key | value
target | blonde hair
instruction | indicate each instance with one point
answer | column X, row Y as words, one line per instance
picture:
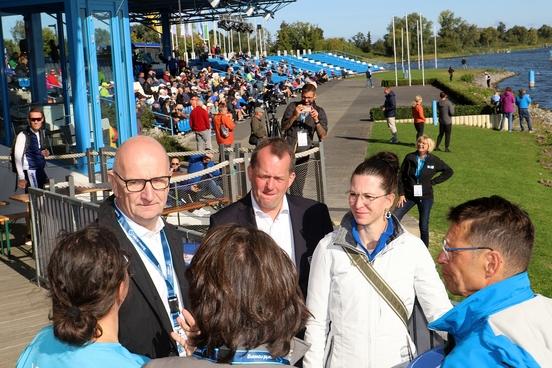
column 430, row 142
column 417, row 99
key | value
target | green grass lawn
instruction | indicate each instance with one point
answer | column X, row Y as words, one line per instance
column 486, row 162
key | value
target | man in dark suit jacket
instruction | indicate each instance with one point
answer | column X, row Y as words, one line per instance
column 271, row 173
column 140, row 181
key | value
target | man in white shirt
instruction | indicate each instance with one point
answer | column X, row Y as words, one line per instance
column 158, row 287
column 296, row 224
column 29, row 152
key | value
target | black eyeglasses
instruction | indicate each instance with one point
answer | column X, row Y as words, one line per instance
column 447, row 250
column 365, row 198
column 138, row 185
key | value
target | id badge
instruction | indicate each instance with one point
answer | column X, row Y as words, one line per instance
column 302, row 139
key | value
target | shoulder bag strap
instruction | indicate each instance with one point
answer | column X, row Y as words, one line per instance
column 379, row 284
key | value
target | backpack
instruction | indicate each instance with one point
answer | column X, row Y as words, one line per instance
column 12, row 153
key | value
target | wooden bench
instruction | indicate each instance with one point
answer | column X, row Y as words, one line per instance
column 195, row 205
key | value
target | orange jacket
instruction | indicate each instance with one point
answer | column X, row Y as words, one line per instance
column 227, row 120
column 418, row 113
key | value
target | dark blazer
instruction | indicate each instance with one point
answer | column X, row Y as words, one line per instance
column 310, row 221
column 144, row 326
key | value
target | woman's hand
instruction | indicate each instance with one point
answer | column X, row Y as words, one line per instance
column 188, row 325
column 401, row 202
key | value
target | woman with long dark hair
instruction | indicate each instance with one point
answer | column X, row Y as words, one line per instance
column 246, row 302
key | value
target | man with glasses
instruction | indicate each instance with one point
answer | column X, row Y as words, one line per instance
column 485, row 256
column 29, row 153
column 157, row 287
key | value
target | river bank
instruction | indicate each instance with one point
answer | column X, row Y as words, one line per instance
column 540, row 115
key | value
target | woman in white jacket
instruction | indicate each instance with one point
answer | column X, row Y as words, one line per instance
column 352, row 325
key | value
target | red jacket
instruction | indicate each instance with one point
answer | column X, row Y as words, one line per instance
column 227, row 120
column 418, row 113
column 199, row 119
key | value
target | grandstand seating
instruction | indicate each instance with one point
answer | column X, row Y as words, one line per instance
column 342, row 62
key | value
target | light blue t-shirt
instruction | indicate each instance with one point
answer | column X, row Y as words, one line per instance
column 46, row 351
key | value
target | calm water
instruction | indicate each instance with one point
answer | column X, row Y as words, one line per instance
column 519, row 62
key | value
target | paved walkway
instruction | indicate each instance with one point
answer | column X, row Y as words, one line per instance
column 347, row 103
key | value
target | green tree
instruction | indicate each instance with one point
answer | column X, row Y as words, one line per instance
column 400, row 23
column 545, row 32
column 501, row 29
column 488, row 37
column 298, row 36
column 450, row 38
column 18, row 31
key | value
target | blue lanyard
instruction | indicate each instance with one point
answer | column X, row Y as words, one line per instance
column 245, row 357
column 169, row 277
column 419, row 167
column 382, row 242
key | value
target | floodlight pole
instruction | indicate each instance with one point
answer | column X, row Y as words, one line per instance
column 395, row 54
column 435, row 43
column 402, row 49
column 422, row 48
column 239, row 41
column 408, row 53
column 418, row 42
column 257, row 40
column 249, row 44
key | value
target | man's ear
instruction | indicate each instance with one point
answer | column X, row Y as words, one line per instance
column 494, row 264
column 113, row 182
column 291, row 179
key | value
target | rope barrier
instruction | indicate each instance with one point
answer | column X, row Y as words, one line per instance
column 181, row 178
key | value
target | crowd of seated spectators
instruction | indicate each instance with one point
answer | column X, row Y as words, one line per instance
column 241, row 86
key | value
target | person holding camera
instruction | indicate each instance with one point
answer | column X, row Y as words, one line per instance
column 299, row 123
column 258, row 127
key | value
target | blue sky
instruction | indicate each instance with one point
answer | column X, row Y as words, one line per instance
column 345, row 18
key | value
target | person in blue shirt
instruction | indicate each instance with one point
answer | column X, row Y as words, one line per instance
column 523, row 101
column 207, row 184
column 89, row 281
column 502, row 322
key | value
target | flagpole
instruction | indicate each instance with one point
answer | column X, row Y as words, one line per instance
column 422, row 48
column 408, row 53
column 395, row 54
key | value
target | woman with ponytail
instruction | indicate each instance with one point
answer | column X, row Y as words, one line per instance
column 88, row 282
column 368, row 256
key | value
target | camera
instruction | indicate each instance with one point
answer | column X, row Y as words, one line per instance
column 272, row 98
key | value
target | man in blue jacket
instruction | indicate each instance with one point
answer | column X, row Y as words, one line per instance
column 502, row 322
column 523, row 101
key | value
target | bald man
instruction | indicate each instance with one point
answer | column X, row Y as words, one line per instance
column 157, row 287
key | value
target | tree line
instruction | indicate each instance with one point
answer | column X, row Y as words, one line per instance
column 455, row 35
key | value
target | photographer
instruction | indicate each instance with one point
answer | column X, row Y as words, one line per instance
column 300, row 121
column 258, row 127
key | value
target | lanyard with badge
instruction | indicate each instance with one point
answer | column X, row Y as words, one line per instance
column 168, row 277
column 418, row 191
column 302, row 135
column 245, row 357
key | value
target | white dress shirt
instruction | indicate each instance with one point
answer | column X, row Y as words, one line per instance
column 152, row 240
column 21, row 162
column 280, row 229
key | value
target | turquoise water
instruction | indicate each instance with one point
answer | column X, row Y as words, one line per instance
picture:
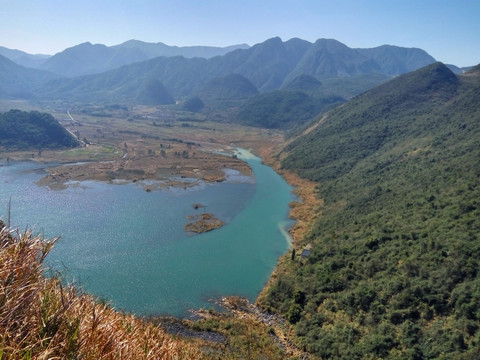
column 128, row 246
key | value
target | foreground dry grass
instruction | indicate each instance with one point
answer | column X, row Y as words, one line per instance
column 41, row 319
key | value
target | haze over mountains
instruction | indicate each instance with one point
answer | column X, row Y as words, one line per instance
column 101, row 74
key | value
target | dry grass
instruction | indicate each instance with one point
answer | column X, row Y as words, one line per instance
column 41, row 319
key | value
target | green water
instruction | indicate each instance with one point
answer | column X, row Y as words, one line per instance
column 129, row 247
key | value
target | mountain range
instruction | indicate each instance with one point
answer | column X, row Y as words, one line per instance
column 270, row 65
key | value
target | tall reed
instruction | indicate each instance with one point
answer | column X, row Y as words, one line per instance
column 42, row 319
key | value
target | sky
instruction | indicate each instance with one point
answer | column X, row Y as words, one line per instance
column 449, row 30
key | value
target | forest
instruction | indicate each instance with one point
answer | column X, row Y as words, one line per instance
column 393, row 271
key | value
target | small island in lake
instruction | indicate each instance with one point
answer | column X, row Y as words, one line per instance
column 203, row 223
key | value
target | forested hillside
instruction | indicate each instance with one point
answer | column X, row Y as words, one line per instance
column 283, row 109
column 20, row 130
column 393, row 271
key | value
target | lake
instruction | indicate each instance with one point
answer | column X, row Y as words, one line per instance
column 129, row 247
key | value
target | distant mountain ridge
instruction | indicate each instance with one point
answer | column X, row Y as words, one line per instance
column 271, row 65
column 87, row 58
column 22, row 58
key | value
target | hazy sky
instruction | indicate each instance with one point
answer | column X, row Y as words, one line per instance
column 449, row 30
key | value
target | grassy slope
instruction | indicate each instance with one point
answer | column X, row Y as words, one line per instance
column 40, row 319
column 393, row 271
column 33, row 130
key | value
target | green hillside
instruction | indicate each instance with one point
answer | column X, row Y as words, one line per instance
column 268, row 66
column 393, row 271
column 20, row 130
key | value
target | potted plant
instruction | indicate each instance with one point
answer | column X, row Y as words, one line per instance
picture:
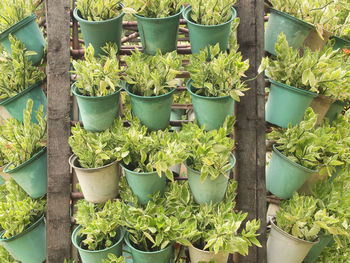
column 149, row 159
column 209, row 22
column 24, row 144
column 212, row 231
column 150, row 83
column 23, row 223
column 158, row 23
column 17, row 18
column 100, row 22
column 19, row 81
column 209, row 160
column 297, row 80
column 215, row 84
column 95, row 161
column 97, row 88
column 100, row 231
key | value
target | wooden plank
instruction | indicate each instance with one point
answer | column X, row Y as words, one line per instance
column 250, row 127
column 59, row 178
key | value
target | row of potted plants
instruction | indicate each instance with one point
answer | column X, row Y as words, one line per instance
column 151, row 81
column 310, row 23
column 209, row 22
column 317, row 78
column 210, row 230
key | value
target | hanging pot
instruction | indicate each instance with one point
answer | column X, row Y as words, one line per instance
column 144, row 185
column 97, row 184
column 28, row 246
column 283, row 176
column 154, row 111
column 201, row 36
column 160, row 256
column 31, row 175
column 99, row 33
column 28, row 32
column 210, row 190
column 210, row 112
column 287, row 104
column 158, row 33
column 282, row 247
column 293, row 28
column 97, row 113
column 198, row 255
column 94, row 256
column 14, row 106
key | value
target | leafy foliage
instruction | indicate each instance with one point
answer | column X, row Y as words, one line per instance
column 218, row 74
column 209, row 151
column 99, row 10
column 21, row 140
column 98, row 76
column 100, row 223
column 152, row 75
column 211, row 12
column 326, row 72
column 17, row 210
column 153, row 8
column 16, row 72
column 13, row 11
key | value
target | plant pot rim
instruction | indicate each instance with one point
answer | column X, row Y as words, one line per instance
column 74, row 89
column 189, row 87
column 138, row 173
column 279, row 230
column 75, row 235
column 186, row 15
column 281, row 155
column 295, row 19
column 17, row 26
column 26, row 90
column 127, row 241
column 232, row 160
column 147, row 97
column 28, row 229
column 32, row 159
column 298, row 90
column 74, row 158
column 159, row 18
column 77, row 16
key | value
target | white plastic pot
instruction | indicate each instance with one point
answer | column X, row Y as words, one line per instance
column 197, row 255
column 98, row 184
column 282, row 247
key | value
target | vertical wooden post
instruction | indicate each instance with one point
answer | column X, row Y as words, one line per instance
column 250, row 127
column 58, row 81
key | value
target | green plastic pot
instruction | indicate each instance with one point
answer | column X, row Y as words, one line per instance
column 97, row 113
column 287, row 104
column 293, row 28
column 317, row 249
column 335, row 109
column 158, row 33
column 210, row 112
column 210, row 190
column 340, row 43
column 160, row 256
column 31, row 175
column 28, row 246
column 201, row 36
column 144, row 185
column 14, row 106
column 94, row 256
column 98, row 33
column 28, row 32
column 153, row 112
column 283, row 176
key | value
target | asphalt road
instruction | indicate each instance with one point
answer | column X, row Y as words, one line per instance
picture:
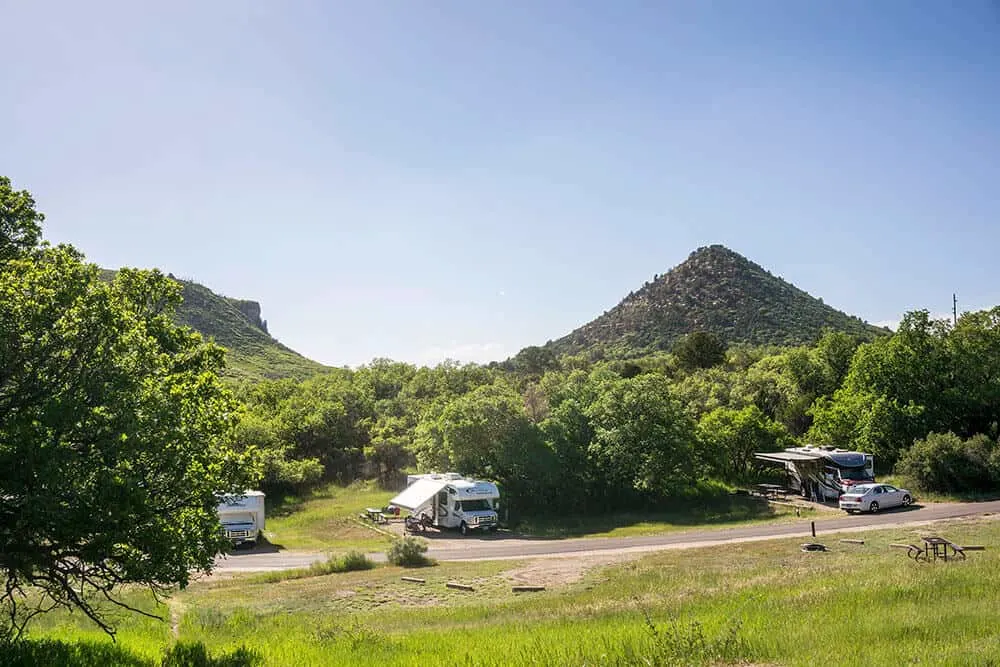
column 499, row 546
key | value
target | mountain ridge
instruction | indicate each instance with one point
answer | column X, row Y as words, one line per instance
column 715, row 290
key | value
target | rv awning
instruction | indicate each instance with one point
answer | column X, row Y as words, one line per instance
column 418, row 493
column 782, row 457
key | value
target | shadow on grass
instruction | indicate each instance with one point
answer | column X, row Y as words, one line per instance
column 57, row 653
column 263, row 546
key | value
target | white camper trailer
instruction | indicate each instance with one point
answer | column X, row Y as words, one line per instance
column 242, row 517
column 822, row 472
column 450, row 501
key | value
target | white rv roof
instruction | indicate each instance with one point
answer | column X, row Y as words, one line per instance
column 418, row 493
column 780, row 457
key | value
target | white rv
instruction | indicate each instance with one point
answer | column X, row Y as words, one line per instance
column 242, row 517
column 826, row 472
column 449, row 500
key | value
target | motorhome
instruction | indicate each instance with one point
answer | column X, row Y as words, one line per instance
column 242, row 517
column 450, row 500
column 823, row 472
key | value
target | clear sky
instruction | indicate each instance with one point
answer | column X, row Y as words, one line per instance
column 421, row 180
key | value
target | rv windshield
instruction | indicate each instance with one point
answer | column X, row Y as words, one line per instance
column 475, row 505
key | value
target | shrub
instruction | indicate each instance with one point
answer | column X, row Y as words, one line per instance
column 945, row 462
column 408, row 552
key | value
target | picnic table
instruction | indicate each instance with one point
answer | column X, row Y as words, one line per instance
column 376, row 515
column 771, row 491
column 935, row 547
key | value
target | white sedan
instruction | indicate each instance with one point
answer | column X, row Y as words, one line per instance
column 873, row 497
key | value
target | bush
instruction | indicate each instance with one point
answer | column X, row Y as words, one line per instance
column 944, row 462
column 408, row 552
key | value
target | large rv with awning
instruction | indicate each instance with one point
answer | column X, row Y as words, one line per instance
column 823, row 472
column 449, row 500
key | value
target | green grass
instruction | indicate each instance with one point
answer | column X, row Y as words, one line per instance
column 353, row 561
column 327, row 519
column 936, row 496
column 761, row 602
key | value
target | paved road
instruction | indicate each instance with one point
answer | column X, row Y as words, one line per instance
column 451, row 546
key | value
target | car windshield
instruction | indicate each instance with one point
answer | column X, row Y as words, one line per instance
column 475, row 505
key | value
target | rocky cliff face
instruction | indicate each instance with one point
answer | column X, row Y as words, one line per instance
column 250, row 310
column 718, row 291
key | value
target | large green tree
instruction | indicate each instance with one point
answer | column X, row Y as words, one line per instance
column 114, row 431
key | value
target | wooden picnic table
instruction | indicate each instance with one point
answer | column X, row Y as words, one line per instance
column 938, row 547
column 376, row 515
column 770, row 490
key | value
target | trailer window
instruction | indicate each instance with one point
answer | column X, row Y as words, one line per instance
column 475, row 505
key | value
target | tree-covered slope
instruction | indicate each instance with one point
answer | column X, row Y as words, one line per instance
column 718, row 291
column 236, row 325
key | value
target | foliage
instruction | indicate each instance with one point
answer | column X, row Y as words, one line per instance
column 945, row 462
column 251, row 353
column 699, row 349
column 20, row 223
column 643, row 442
column 772, row 594
column 732, row 436
column 114, row 433
column 928, row 377
column 408, row 551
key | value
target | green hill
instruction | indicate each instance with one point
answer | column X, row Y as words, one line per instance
column 236, row 325
column 718, row 291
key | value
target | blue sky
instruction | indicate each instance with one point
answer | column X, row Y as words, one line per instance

== == ==

Gather each line of the listing containing the word "woman" and show it.

target | woman's hand
target | woman with long dark hair
target | woman in white jacket
target | woman with ponytail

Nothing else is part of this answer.